Passage for review ::
┌──
Thread (29 messages) 29 messages, 11 authors, 2008-12-22

Re: 12x performance drop on md/linux+sw raid1 due to barriers [xfs]

From: Martin Steigerwald <hidden>
Date: 2008-12-16 09:39:07
Also in: linux-xfs

Am Montag 15 Dezember 2008 schrieb Dave Chinner:
On Sun, Dec 14, 2008 at 10:02:05PM +0000, Peter Grandi wrote:
quoted
[ ... ]
quoted
But - as far as I understood - the filesystem doesn't have to
wait for barriers to complete, but could continue issuing IO
requests happily. A barrier only means, any request prior to
that have to land before and any after it after it.

It doesn't mean that the barrier has to land immediately and
the filesystem has to wait for this. At least that always was
the whole point of barriers for me. If thats not the case I
misunderstood the purpose of barriers to the maximum extent
possible.
Unfortunately that seems the case.

The purpose of barriers is to guarantee that relevant data is
known to be on persistent storage (kind of hardware 'fsync').

In effect write barrier means "tell me when relevant data is on
persistent storage", or less precisely "flush/sync writes now
and tell me when it is done". Properties as to ordering are just
a side effect.
No, that is incorrect.
└──
Instruction :: For each statement about the mailing-list message above, answer yes or no according to whether it agrees with the message, and quote the words that decide it. (a) The subject line reports a 12x performance drop. (b) The thread has 29 messages from 11 authors. (c) The message also appeared in linux-ext4.

Data for analysis ::
┌──
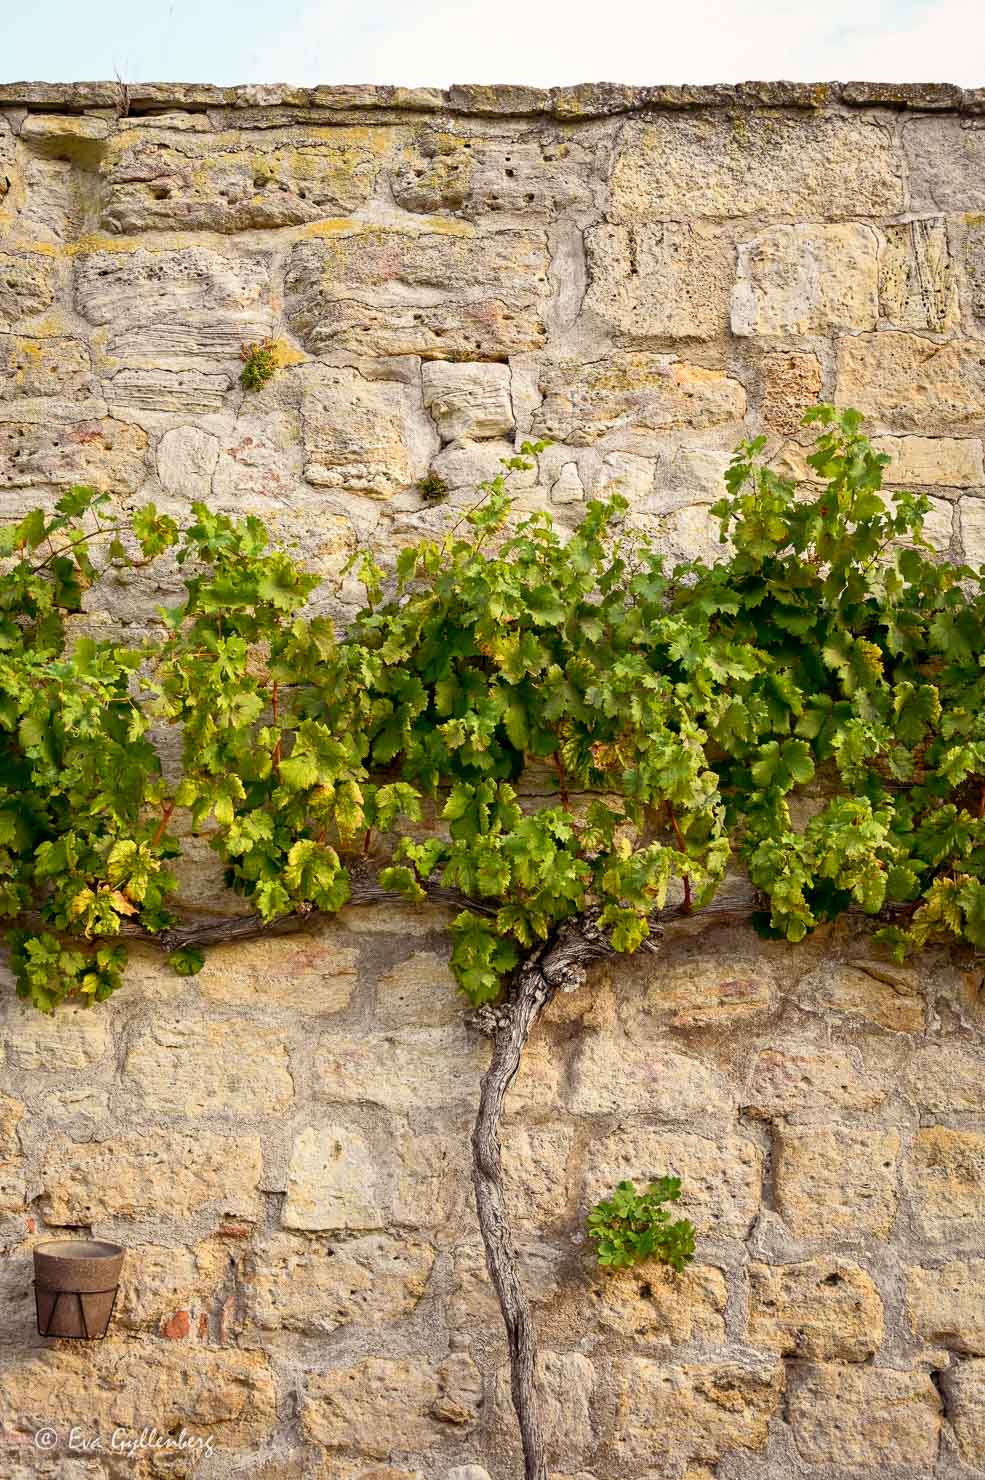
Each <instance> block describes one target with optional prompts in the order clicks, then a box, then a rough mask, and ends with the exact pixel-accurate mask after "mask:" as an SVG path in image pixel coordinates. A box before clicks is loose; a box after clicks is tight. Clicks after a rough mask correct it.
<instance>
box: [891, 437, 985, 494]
mask: <svg viewBox="0 0 985 1480" xmlns="http://www.w3.org/2000/svg"><path fill="white" fill-rule="evenodd" d="M873 445H874V448H876V451H879V453H886V454H887V456H889V466H887V468H886V471H884V472H883V480H884V481H886V482H902V484H907V485H911V484H915V485H917V487H933V485H938V484H939V485H942V487H951V488H972V487H979V485H981V484H982V482H985V469H984V468H982V443H981V441H979V440H978V438H973V437H876V438H874V440H873Z"/></svg>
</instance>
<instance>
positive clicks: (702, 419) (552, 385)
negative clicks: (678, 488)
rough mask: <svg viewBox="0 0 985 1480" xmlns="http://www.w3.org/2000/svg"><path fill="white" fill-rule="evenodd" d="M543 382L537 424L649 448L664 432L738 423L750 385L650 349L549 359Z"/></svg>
mask: <svg viewBox="0 0 985 1480" xmlns="http://www.w3.org/2000/svg"><path fill="white" fill-rule="evenodd" d="M540 386H541V392H543V404H541V407H540V410H538V411H537V413H535V420H534V432H535V434H537V435H538V437H552V438H555V440H558V441H565V443H569V444H571V445H574V447H590V445H593V444H595V443H600V441H603V444H605V448H606V450H608V448H614V450H618V451H629V453H637V454H643V456H645V454H646V453H652V451H655V450H660V447H661V443H660V438H661V435H663V434H666V432H670V431H674V429H677V428H683V426H686V428H689V429H697V428H707V426H729V425H732V426H737V425H738V423H739V422H741V419H742V416H744V414H745V391H744V389H742V386H741V383H739V382H738V380H735V379H732V377H731V376H729V374H728V373H726V371H725V370H708V369H705V367H704V366H692V364H686V363H683V361H680V360H677V358H676V357H674V355H667V354H651V352H648V351H614V352H612V354H609V355H606V357H603V358H600V360H595V361H590V363H587V364H586V363H578V361H559V363H547V364H544V367H543V371H541V377H540Z"/></svg>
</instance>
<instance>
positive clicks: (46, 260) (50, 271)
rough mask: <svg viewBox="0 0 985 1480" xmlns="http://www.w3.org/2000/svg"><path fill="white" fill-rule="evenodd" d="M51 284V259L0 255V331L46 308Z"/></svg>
mask: <svg viewBox="0 0 985 1480" xmlns="http://www.w3.org/2000/svg"><path fill="white" fill-rule="evenodd" d="M1 209H3V203H1V195H0V210H1ZM55 284H56V263H55V259H53V258H49V256H44V255H41V253H40V252H0V329H12V327H13V326H16V324H18V323H21V321H22V320H25V318H34V317H35V315H37V314H43V312H44V311H46V309H47V308H50V306H52V303H53V300H55Z"/></svg>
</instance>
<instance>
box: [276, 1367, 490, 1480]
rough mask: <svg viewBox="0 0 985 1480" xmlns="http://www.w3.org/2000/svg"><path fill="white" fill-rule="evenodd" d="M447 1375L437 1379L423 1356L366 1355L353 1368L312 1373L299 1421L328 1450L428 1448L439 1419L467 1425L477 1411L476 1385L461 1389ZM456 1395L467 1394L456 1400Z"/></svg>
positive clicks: (437, 1429) (361, 1454)
mask: <svg viewBox="0 0 985 1480" xmlns="http://www.w3.org/2000/svg"><path fill="white" fill-rule="evenodd" d="M450 1375H451V1378H453V1381H451V1382H448V1381H445V1379H442V1373H441V1372H439V1370H438V1369H435V1368H432V1366H430V1363H429V1362H426V1360H424V1359H423V1357H402V1359H385V1357H370V1359H368V1360H365V1362H361V1363H359V1365H358V1366H355V1368H348V1369H345V1368H336V1369H333V1370H331V1372H325V1373H312V1376H309V1379H308V1382H306V1388H305V1396H303V1399H302V1403H300V1419H302V1427H303V1430H305V1434H306V1436H308V1439H311V1440H314V1442H315V1443H318V1444H322V1446H324V1447H325V1449H328V1450H331V1452H334V1450H351V1452H352V1450H353V1452H355V1453H358V1455H365V1456H367V1458H370V1459H387V1458H389V1456H390V1453H392V1452H393V1450H414V1449H427V1447H429V1446H430V1444H433V1443H435V1442H436V1440H438V1439H439V1437H441V1434H442V1425H445V1424H448V1422H451V1424H454V1427H456V1428H460V1427H466V1428H467V1427H470V1425H472V1424H473V1422H475V1419H476V1416H478V1397H476V1393H475V1387H473V1385H472V1384H470V1385H469V1387H467V1390H466V1391H464V1394H461V1384H460V1381H457V1382H456V1378H458V1376H460V1375H458V1373H457V1372H454V1370H453V1373H450ZM460 1396H463V1397H464V1400H466V1402H464V1403H461V1405H458V1403H457V1399H458V1397H460ZM448 1405H454V1407H456V1416H454V1419H453V1418H450V1416H448V1415H447V1412H442V1409H447V1406H448ZM466 1405H472V1406H470V1407H469V1406H466ZM460 1415H461V1416H460Z"/></svg>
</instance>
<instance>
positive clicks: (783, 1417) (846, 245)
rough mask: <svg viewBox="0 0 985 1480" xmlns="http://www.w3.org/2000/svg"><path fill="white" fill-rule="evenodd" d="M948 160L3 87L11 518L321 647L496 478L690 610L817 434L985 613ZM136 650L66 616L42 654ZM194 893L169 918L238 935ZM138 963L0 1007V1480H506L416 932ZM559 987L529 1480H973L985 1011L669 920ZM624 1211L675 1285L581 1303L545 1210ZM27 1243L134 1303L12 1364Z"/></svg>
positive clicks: (442, 115)
mask: <svg viewBox="0 0 985 1480" xmlns="http://www.w3.org/2000/svg"><path fill="white" fill-rule="evenodd" d="M982 118H985V96H984V95H979V93H967V92H966V93H963V92H960V90H958V89H951V87H918V89H905V87H899V89H892V87H865V86H861V84H849V86H844V87H840V86H830V87H821V86H818V87H791V86H785V84H775V86H748V87H738V89H722V87H714V89H636V90H634V89H620V87H586V89H568V90H558V92H553V93H537V92H532V90H528V89H470V87H460V89H453V90H451V92H450V93H439V92H432V90H417V92H408V90H401V89H315V90H312V92H306V90H293V89H277V87H271V89H240V90H223V89H210V87H145V89H136V87H135V89H130V90H129V93H127V95H126V96H124V93H123V92H121V90H120V89H117V87H112V86H102V84H92V86H80V87H74V89H72V87H46V86H41V84H38V86H19V87H0V330H1V333H0V490H1V497H3V505H4V508H3V515H4V518H15V517H18V515H19V514H22V512H24V511H25V509H28V508H31V506H34V505H37V503H38V502H40V503H44V502H49V500H52V499H53V497H56V496H58V494H59V493H62V491H64V490H65V488H67V487H70V485H72V484H77V482H87V484H93V485H98V487H101V488H104V490H105V491H106V493H109V494H111V496H112V499H114V500H115V502H117V503H118V506H120V509H129V508H132V506H133V505H136V503H143V502H146V500H148V499H154V500H155V502H157V503H158V506H160V508H163V509H164V511H170V512H173V514H175V515H176V517H179V518H183V517H185V515H186V511H188V506H189V502H191V500H192V499H195V497H207V499H209V502H210V505H211V506H213V508H217V509H228V511H231V512H235V514H243V512H248V511H256V512H259V514H262V517H263V518H265V521H266V522H268V524H269V525H271V527H272V528H274V531H275V534H277V537H278V539H281V540H284V542H294V545H296V546H297V549H299V551H300V554H302V556H303V558H305V561H306V562H308V564H309V565H311V567H312V568H317V570H318V571H321V573H322V574H327V576H334V577H337V582H336V585H334V596H333V598H331V601H333V604H334V611H333V614H336V616H337V617H340V619H342V620H345V616H346V613H348V611H353V610H355V607H356V605H359V604H361V601H362V588H361V586H359V588H356V583H355V580H353V577H352V576H351V574H346V573H345V564H346V559H348V556H349V554H351V552H352V551H353V549H355V546H356V545H358V543H365V542H370V543H371V545H373V546H374V548H376V549H377V552H379V554H380V555H383V556H385V555H386V554H387V551H393V549H395V548H396V546H398V545H401V543H405V542H407V540H408V539H411V537H414V536H416V534H420V533H423V531H441V530H445V528H448V527H450V525H451V524H453V522H454V521H457V519H458V518H460V517H461V512H463V509H464V508H467V506H469V505H470V503H473V502H475V491H473V490H475V484H476V482H478V481H481V480H482V478H487V477H490V475H491V474H494V472H495V471H497V468H498V460H500V459H501V457H503V456H509V454H510V453H512V451H513V448H515V445H516V443H518V441H521V440H524V438H531V437H532V438H550V440H552V445H550V447H549V448H547V450H546V451H543V453H541V454H540V456H538V457H537V460H535V466H532V468H531V469H529V471H527V472H522V474H519V475H518V478H516V482H518V484H519V488H521V497H522V500H524V503H525V505H528V506H529V508H541V506H543V508H550V509H552V511H553V514H555V515H556V518H558V519H559V522H562V524H563V522H566V521H571V522H574V519H577V518H578V517H580V514H581V508H583V505H584V500H586V499H589V497H592V496H598V494H611V493H620V494H621V496H623V497H624V499H627V500H629V506H630V521H632V522H636V525H637V527H640V528H646V530H649V531H651V533H654V534H655V536H657V537H658V540H660V542H661V543H663V548H664V549H666V551H667V552H668V554H670V555H673V556H689V555H705V556H711V555H713V554H714V549H716V548H717V545H716V542H717V521H716V519H713V518H711V515H710V512H708V511H710V505H711V503H713V502H714V500H716V499H717V497H719V494H720V491H722V488H720V484H722V474H723V469H725V466H726V463H728V456H729V451H731V448H732V445H734V444H735V441H737V440H738V438H739V437H744V435H751V434H756V432H763V434H766V437H768V438H769V444H768V445H769V453H771V454H772V457H774V466H775V468H778V469H781V471H782V469H790V471H791V472H793V474H796V475H800V477H803V475H806V468H805V451H806V434H803V432H802V431H800V425H799V423H800V416H802V413H803V410H805V408H806V407H808V406H809V404H812V403H813V401H815V400H818V397H827V398H828V400H836V401H840V403H842V404H852V406H856V407H859V410H862V411H864V413H865V414H867V417H868V431H870V432H871V434H873V435H874V437H876V443H877V447H879V448H880V450H881V451H884V453H886V454H887V457H889V459H890V460H889V466H887V484H889V485H890V488H892V487H915V488H918V490H920V491H923V493H926V494H927V496H929V499H930V518H929V524H927V531H929V536H930V539H932V540H933V543H935V545H936V548H938V551H939V554H941V556H942V558H945V559H958V558H961V556H966V558H969V559H973V561H975V562H976V564H981V562H982V559H984V556H985V474H984V469H982V437H984V435H985V369H984V367H985V334H984V329H985V215H984V212H985V185H984V184H982V181H984V179H985V127H984V126H982V121H981V120H982ZM248 346H254V348H253V349H250V348H248ZM244 357H246V370H247V371H248V374H247V377H246V380H247V383H244V382H243V379H241V377H243V371H244ZM272 366H275V369H274V373H272V374H269V373H268V370H269V369H271V367H272ZM175 596H176V589H172V588H169V585H167V577H166V576H163V577H160V576H157V574H154V576H146V574H145V576H141V573H139V571H136V573H133V574H127V576H123V574H120V576H118V577H115V576H109V577H106V579H104V580H102V582H101V583H99V585H98V586H96V588H95V589H93V591H92V592H90V593H89V595H87V602H86V616H84V622H83V623H81V626H80V630H81V629H84V630H87V632H90V633H92V635H96V636H98V635H104V633H108V632H118V630H129V632H130V633H132V635H133V636H135V638H138V636H141V635H142V633H143V632H145V630H146V626H148V620H149V617H151V614H152V611H154V607H155V604H158V602H169V601H173V599H175ZM527 784H528V786H529V787H531V789H535V786H537V780H535V778H529V780H528V783H527ZM213 863H214V860H210V855H209V852H207V850H206V848H204V847H203V850H201V855H200V857H198V858H195V857H192V860H191V863H188V861H186V863H185V866H183V876H182V906H183V909H185V910H195V909H198V910H203V912H209V913H211V915H214V913H219V912H222V910H229V909H232V907H234V904H231V901H229V897H228V895H226V894H225V892H223V891H222V888H220V879H219V876H217V872H216V869H214V867H213ZM135 955H136V965H135V968H132V971H130V974H129V978H127V984H126V987H124V990H123V992H121V993H120V995H117V996H115V998H112V999H111V1000H109V1002H108V1003H105V1005H104V1006H102V1008H99V1009H95V1011H90V1012H83V1011H78V1009H72V1008H65V1009H61V1011H59V1012H58V1014H56V1015H55V1017H52V1018H46V1017H41V1015H40V1014H37V1012H35V1011H34V1009H33V1008H30V1006H27V1005H24V1003H21V1002H18V1000H15V998H13V993H12V990H10V992H7V995H6V998H4V1000H3V1006H1V1009H0V1011H1V1012H3V1042H4V1055H6V1060H4V1079H3V1098H0V1156H1V1162H0V1208H1V1212H0V1236H1V1237H3V1246H4V1252H6V1255H7V1257H6V1258H4V1261H3V1265H1V1276H0V1277H1V1280H3V1296H1V1301H0V1422H1V1424H3V1443H4V1450H3V1465H4V1470H3V1473H4V1474H10V1476H13V1477H16V1480H21V1477H33V1476H52V1477H59V1480H62V1477H64V1480H90V1477H92V1480H111V1477H112V1480H115V1477H117V1476H124V1474H126V1476H132V1474H141V1473H148V1474H154V1473H170V1474H191V1473H195V1474H198V1476H204V1477H210V1476H214V1477H216V1480H220V1477H234V1476H237V1477H247V1476H253V1477H257V1480H259V1477H263V1480H288V1477H290V1480H294V1477H296V1480H302V1477H303V1480H315V1477H319V1480H321V1477H324V1480H410V1477H414V1480H417V1477H420V1476H423V1477H424V1480H444V1477H445V1476H450V1474H453V1476H456V1473H457V1476H456V1480H476V1476H475V1471H473V1470H469V1468H467V1467H470V1465H481V1467H482V1468H484V1470H485V1471H488V1473H490V1474H491V1476H492V1477H494V1480H506V1477H509V1476H513V1474H516V1473H518V1442H516V1434H515V1422H513V1415H512V1409H510V1397H509V1378H507V1373H506V1369H504V1356H506V1351H504V1342H503V1336H501V1326H500V1320H498V1313H497V1307H495V1301H494V1298H492V1292H491V1286H490V1283H488V1279H487V1276H485V1267H484V1258H482V1249H481V1242H479V1237H478V1231H476V1227H475V1211H473V1208H472V1206H470V1185H469V1169H467V1140H469V1128H470V1123H472V1117H473V1113H475V1104H476V1098H478V1085H479V1079H481V1076H482V1072H484V1069H485V1067H487V1064H488V1058H490V1046H488V1040H487V1039H484V1037H481V1036H479V1035H476V1033H475V1032H473V1030H470V1029H469V1027H466V1024H464V1023H463V1015H461V1008H460V1005H458V1002H456V996H454V992H453V987H451V981H450V978H448V969H447V940H445V937H444V935H442V932H441V919H439V918H436V916H435V915H433V913H426V915H423V913H416V912H413V910H411V909H404V907H402V906H393V904H387V906H380V907H374V909H362V910H356V909H351V910H348V912H346V913H345V915H343V918H342V919H340V921H339V922H337V924H330V925H328V924H327V925H319V926H318V928H315V929H311V931H308V932H306V934H303V935H296V937H291V938H285V940H265V941H254V943H243V944H235V946H229V947H225V949H223V950H222V952H216V953H214V955H213V956H211V958H210V959H209V961H207V963H206V968H204V971H203V972H201V974H200V975H198V977H194V978H186V980H177V978H175V977H173V975H172V974H170V972H167V969H166V968H163V966H161V965H160V959H158V958H157V956H152V955H151V953H149V952H148V953H146V955H142V953H141V950H139V949H138V950H136V952H135ZM596 971H598V975H596V977H595V980H593V984H592V989H590V990H589V989H583V990H581V992H575V993H572V995H566V996H559V998H556V999H555V1000H553V1002H552V1003H550V1006H549V1008H547V1011H546V1014H544V1021H543V1023H541V1024H540V1026H538V1027H537V1030H535V1033H534V1037H532V1040H531V1048H529V1049H528V1052H527V1055H525V1058H524V1064H522V1067H521V1073H519V1079H518V1082H516V1086H515V1088H513V1091H512V1092H510V1095H509V1100H507V1117H506V1132H504V1151H506V1168H507V1177H509V1188H510V1199H512V1212H513V1217H515V1221H516V1225H518V1230H519V1248H521V1267H522V1276H524V1280H525V1283H527V1286H528V1289H529V1292H531V1298H532V1302H534V1311H535V1317H537V1320H538V1326H540V1331H541V1345H543V1353H541V1365H543V1375H541V1382H543V1390H544V1403H543V1418H544V1428H546V1437H547V1446H549V1459H550V1464H552V1468H553V1470H555V1471H556V1473H558V1474H562V1476H566V1477H574V1476H583V1477H584V1476H595V1477H598V1480H615V1477H624V1476H630V1477H634V1480H645V1477H651V1476H652V1477H657V1476H666V1477H668V1480H708V1477H711V1476H716V1477H719V1480H787V1477H794V1476H818V1477H821V1476H824V1477H825V1480H831V1477H837V1480H842V1477H844V1480H847V1477H852V1480H856V1477H858V1476H864V1474H871V1476H880V1477H881V1476H893V1477H899V1480H923V1477H932V1476H933V1477H938V1480H944V1477H954V1480H958V1477H970V1476H973V1474H976V1473H981V1470H982V1467H984V1465H985V1382H984V1372H985V1360H982V1359H984V1357H985V1317H984V1316H982V1310H984V1296H982V1291H984V1285H985V1279H984V1276H985V1249H984V1240H982V1222H984V1221H985V1134H984V1129H982V1110H984V1107H985V1106H984V1101H985V1089H984V1088H982V1086H984V1083H985V1080H984V1076H982V1066H984V1063H985V1055H984V1052H982V1024H984V1012H982V1005H981V996H979V983H981V969H979V968H976V966H975V962H973V961H972V959H970V958H969V956H967V955H966V956H963V958H961V959H958V958H950V956H948V955H947V953H942V952H941V953H933V952H930V953H926V955H924V956H921V958H918V959H917V961H915V962H914V963H911V965H908V966H895V965H890V963H887V962H886V961H884V959H881V958H877V956H876V953H874V949H873V946H871V941H870V940H868V937H865V935H859V934H853V926H852V925H839V926H824V928H822V929H821V931H818V932H816V934H815V935H813V937H812V938H810V940H809V941H808V943H805V944H800V946H797V947H791V946H787V944H779V943H771V944H765V943H762V941H759V940H757V938H756V937H754V935H753V934H751V931H750V929H748V928H747V926H738V925H734V924H726V922H722V921H719V922H717V924H707V922H700V921H694V922H688V924H685V925H683V926H680V925H679V926H676V928H674V934H673V935H670V932H668V938H667V940H666V941H664V943H663V944H661V949H660V955H658V956H654V958H645V959H640V961H634V962H617V963H608V965H606V966H603V968H596ZM445 987H447V990H445ZM661 1174H679V1175H682V1178H683V1197H682V1203H680V1211H682V1212H683V1214H685V1215H686V1217H689V1218H691V1220H692V1221H694V1224H695V1227H697V1233H698V1257H697V1261H695V1264H692V1265H691V1267H689V1268H688V1271H686V1273H685V1274H683V1276H679V1277H676V1279H673V1277H671V1276H670V1274H667V1271H663V1270H660V1268H654V1270H652V1271H651V1270H648V1268H645V1267H643V1268H640V1270H634V1271H624V1273H621V1274H606V1276H600V1274H599V1273H598V1271H596V1270H595V1267H593V1259H592V1254H590V1251H589V1249H587V1246H586V1240H584V1214H586V1211H587V1208H589V1206H590V1205H592V1203H593V1202H596V1200H598V1199H599V1197H600V1196H603V1194H606V1193H608V1191H609V1190H611V1187H612V1184H614V1183H615V1181H618V1180H620V1178H621V1177H632V1178H634V1180H636V1181H637V1183H645V1181H646V1180H648V1178H649V1177H654V1175H661ZM67 1228H72V1230H74V1228H84V1230H92V1231H93V1233H95V1234H96V1236H105V1237H111V1239H114V1237H115V1239H118V1240H120V1242H123V1243H124V1245H127V1248H129V1251H130V1254H129V1265H127V1271H126V1288H124V1291H123V1296H121V1304H120V1310H118V1316H117V1320H115V1323H114V1326H112V1329H111V1335H109V1338H108V1339H106V1341H105V1342H104V1344H102V1345H98V1347H70V1345H68V1344H55V1345H52V1344H44V1342H41V1341H40V1339H38V1338H37V1336H35V1335H34V1332H33V1307H31V1292H30V1277H31V1271H30V1251H31V1246H33V1243H35V1242H37V1240H38V1239H40V1237H44V1236H50V1234H52V1231H55V1233H58V1231H61V1230H67ZM47 1428H50V1430H52V1431H53V1433H55V1436H56V1440H55V1444H53V1446H52V1449H50V1450H49V1449H46V1447H44V1446H43V1444H41V1446H38V1443H35V1436H37V1434H38V1431H41V1430H44V1431H47ZM142 1433H145V1434H146V1444H145V1447H143V1449H141V1450H139V1452H136V1453H135V1452H133V1446H135V1444H136V1443H139V1440H141V1434H142ZM155 1436H157V1442H160V1443H164V1442H166V1440H170V1442H172V1449H170V1450H167V1449H161V1450H158V1452H154V1447H152V1444H154V1443H155ZM179 1442H182V1443H183V1447H182V1449H180V1450H176V1449H175V1447H173V1446H175V1444H177V1443H179ZM114 1443H115V1444H117V1449H114Z"/></svg>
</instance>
└──
Exercise output ::
(a) Yes: "12x performance drop on md/linux+sw raid1 due to barriers [xfs]"
(b) Yes: "29 messages, 11 authors"
(c) No: "Also in: linux-xfs"